◆ ASSIGNED TASK:
An exact, complete copy of the entries is needed, with the pictures left out.

(Stored dataset items)
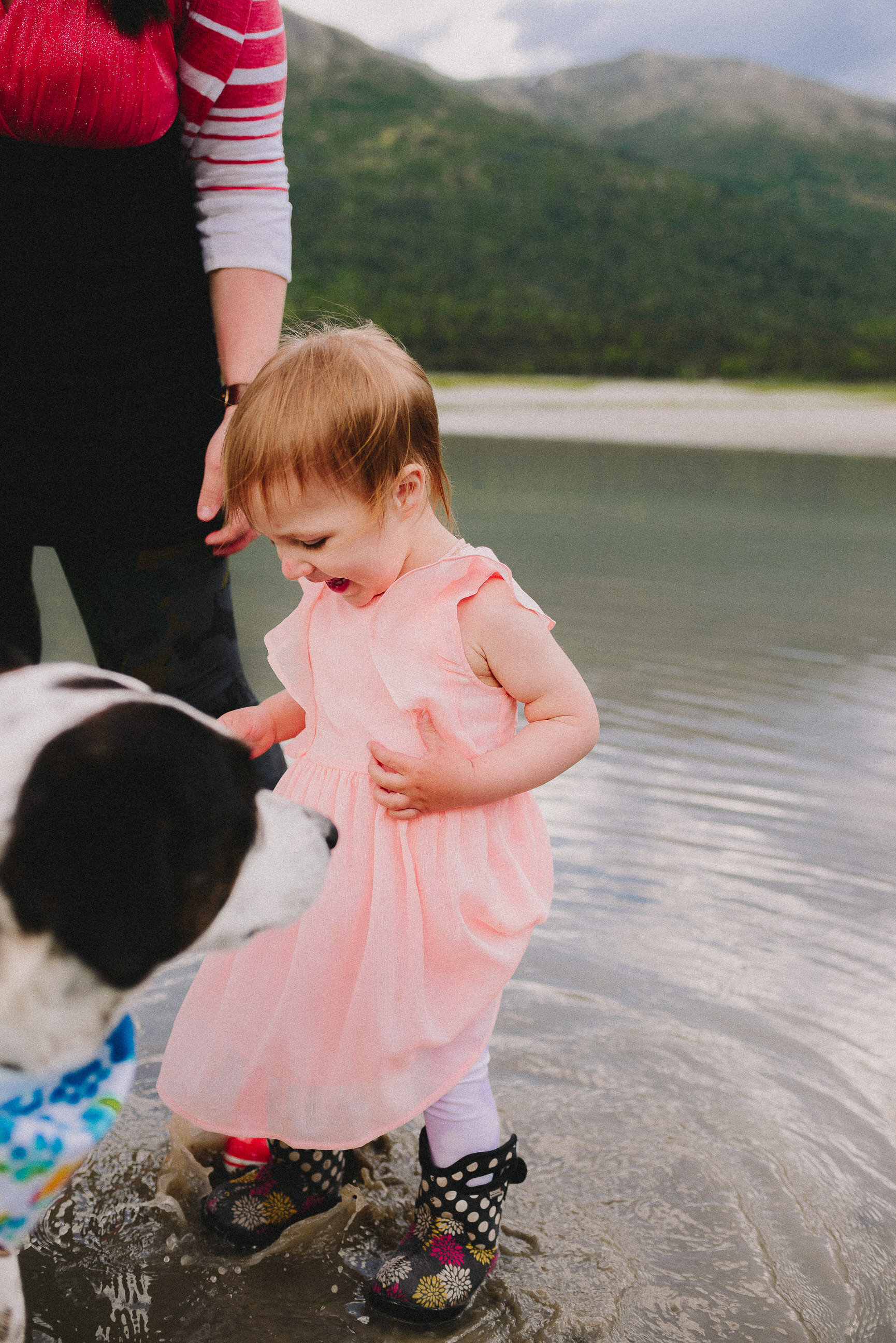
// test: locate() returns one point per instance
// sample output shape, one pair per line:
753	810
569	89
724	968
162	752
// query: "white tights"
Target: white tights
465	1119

◆ COMPLETED EXERCISE:
// test: locate() returns one point per instance
// sample output shape, one pair per line:
753	810
569	89
724	968
162	752
// query: "white tights"
Target: white tights
465	1119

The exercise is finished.